Extrait du texte
┄┄┄┄┄┄

Moscou, Caucase, casse-cou et coup d'État

Écrit par Antoine Latour, La Grande Époque - Montréal
19.04.2009

  • Des dizaines de milliers de manifestants réclament le départ du président géorgien (Stringer: VANO SHLAMOV / 2009 AFP)

La Russie viendra-t-elle à bout du président géorgien ?

La brève guerre entre la Russie et la Géorgie en août 2008 a profondément ébranlé le Caucase, puis envoyé une onde de choc à l'échelle internationale. Les relations entre Moscou et l'OTAN se sont tendues alors que des flash-back de la guerre froide venaient hanter les autorités respectives. Quelques mois plus tard – avec une profonde crise économique, un nouveau président à la Maison-Blanche et une Europe ultra-dépendante du gaz russe – le discours s'est adouci, et les perspectives d'un «redémarrage» des relations ont semblé enchanter le monde entier.

┄┄┄┄┄┄

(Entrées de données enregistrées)
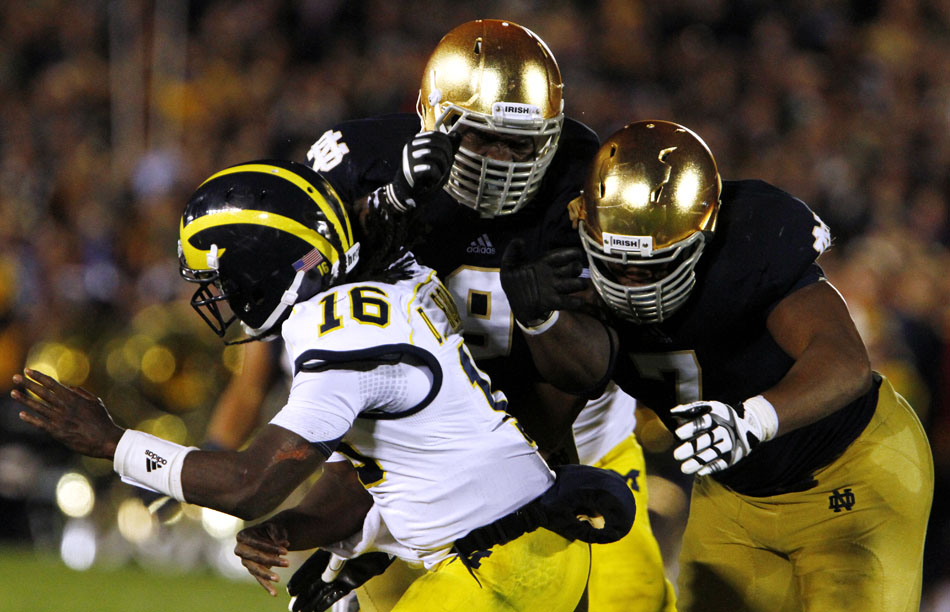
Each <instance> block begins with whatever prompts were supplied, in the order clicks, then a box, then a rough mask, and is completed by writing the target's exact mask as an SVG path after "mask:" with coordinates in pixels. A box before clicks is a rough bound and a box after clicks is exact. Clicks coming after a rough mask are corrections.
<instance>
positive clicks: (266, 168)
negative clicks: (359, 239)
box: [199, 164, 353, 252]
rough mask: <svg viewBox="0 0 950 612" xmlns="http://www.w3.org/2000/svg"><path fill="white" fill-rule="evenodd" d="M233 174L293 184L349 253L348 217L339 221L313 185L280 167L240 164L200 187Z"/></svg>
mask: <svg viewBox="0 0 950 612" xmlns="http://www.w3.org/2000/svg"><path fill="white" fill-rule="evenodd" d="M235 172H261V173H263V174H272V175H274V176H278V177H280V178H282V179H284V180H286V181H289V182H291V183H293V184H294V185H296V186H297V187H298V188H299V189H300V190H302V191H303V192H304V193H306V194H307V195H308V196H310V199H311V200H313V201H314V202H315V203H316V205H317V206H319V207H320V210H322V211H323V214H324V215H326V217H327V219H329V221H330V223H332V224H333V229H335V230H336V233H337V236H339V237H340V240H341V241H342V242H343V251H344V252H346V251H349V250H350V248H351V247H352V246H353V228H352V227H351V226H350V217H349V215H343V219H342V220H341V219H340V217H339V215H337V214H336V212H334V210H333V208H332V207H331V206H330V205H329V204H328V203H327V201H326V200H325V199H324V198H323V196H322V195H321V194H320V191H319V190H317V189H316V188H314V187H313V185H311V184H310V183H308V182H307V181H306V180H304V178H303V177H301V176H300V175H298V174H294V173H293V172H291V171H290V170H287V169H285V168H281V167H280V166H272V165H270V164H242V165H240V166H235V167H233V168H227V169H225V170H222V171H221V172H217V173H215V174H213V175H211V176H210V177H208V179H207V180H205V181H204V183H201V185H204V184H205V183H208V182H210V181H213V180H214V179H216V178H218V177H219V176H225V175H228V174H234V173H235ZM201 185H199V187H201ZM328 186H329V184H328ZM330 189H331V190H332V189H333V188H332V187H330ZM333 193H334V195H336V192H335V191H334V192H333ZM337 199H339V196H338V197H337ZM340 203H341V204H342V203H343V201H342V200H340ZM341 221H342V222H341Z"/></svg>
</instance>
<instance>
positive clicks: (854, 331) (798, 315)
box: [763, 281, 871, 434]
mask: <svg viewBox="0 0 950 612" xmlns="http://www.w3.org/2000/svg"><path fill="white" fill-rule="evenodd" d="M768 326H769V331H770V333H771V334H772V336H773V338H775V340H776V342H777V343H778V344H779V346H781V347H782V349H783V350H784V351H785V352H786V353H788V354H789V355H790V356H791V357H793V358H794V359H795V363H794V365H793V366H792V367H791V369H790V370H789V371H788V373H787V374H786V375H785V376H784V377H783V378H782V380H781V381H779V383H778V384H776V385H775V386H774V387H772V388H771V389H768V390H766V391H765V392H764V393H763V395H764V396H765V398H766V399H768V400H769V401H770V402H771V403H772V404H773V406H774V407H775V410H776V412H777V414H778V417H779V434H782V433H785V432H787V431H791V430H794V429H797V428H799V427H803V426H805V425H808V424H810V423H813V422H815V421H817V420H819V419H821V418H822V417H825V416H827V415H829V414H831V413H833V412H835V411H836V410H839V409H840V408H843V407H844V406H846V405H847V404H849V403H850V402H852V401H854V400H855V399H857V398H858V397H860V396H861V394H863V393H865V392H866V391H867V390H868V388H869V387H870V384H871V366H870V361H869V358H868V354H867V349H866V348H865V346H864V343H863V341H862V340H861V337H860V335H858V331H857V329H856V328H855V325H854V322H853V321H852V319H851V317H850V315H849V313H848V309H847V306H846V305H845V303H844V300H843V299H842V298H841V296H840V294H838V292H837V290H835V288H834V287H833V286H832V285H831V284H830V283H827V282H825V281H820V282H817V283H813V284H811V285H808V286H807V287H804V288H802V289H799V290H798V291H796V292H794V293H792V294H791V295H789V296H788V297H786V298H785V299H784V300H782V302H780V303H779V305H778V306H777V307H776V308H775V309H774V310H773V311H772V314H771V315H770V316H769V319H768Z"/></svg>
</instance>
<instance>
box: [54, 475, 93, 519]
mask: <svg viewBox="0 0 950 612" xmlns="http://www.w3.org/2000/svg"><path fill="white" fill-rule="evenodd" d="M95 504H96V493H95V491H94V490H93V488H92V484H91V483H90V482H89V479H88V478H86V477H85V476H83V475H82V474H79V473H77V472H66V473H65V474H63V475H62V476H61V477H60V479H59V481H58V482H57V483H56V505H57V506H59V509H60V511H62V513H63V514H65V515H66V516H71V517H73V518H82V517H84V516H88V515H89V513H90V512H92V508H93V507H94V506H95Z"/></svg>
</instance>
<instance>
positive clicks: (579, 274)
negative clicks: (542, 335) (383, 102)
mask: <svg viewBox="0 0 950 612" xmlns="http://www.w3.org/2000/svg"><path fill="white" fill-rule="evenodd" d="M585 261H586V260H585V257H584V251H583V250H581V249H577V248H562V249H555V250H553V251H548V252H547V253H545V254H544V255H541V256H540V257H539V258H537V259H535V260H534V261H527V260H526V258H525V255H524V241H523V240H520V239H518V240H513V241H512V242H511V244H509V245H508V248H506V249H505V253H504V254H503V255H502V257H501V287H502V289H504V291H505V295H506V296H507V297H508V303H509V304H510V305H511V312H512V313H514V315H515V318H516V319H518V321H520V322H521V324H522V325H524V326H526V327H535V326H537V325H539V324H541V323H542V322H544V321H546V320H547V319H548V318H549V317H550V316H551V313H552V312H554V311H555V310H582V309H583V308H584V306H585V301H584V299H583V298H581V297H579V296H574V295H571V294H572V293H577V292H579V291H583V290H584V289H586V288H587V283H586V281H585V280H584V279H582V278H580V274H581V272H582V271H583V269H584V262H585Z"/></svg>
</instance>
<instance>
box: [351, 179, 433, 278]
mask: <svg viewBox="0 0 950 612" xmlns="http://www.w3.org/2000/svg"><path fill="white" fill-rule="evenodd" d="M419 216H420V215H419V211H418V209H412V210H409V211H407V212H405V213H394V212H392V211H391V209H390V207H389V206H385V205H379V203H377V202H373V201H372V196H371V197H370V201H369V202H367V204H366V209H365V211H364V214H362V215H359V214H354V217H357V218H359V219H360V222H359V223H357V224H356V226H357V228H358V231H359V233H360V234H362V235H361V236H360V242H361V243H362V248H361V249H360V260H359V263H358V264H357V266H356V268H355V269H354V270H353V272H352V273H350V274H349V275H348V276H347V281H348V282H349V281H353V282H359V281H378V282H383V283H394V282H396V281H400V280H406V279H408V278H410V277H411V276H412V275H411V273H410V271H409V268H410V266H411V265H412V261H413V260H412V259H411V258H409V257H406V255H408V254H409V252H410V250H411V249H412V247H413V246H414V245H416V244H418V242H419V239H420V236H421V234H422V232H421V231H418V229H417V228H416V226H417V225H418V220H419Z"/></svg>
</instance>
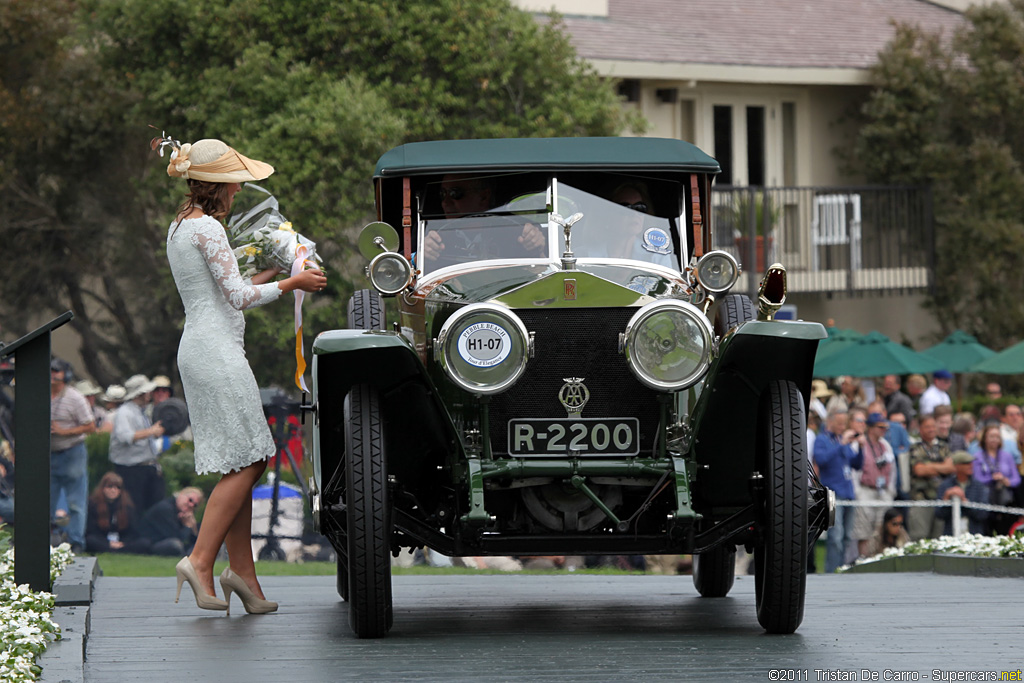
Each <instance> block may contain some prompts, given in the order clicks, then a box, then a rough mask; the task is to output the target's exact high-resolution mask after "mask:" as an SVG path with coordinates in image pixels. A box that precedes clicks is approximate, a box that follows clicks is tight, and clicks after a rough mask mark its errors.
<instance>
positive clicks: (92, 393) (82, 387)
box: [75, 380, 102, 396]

┄┄┄┄┄┄

Activités proposées
1. Réécrivez l'article sur la guerre russo-géorgienne à partir des mots « Écrit par Antoine » jusqu'aux mots « SHLAMOV / 2009 AFP) » inclus, en remplaçant « manifestants » par « protestataires ».
2. D'après l'article sur la guerre russo-géorgienne, à quel moment a eu lieu la brève guerre entre la Russie et la Géorgie ?

Corrigé
1.
Écrit par Antoine Latour, La Grande Époque - Montréal
19.04.2009

  • Des dizaines de milliers de protestataires réclament le départ du président géorgien (Stringer: VANO SHLAMOV / 2009 AFP)

2. En août 2008.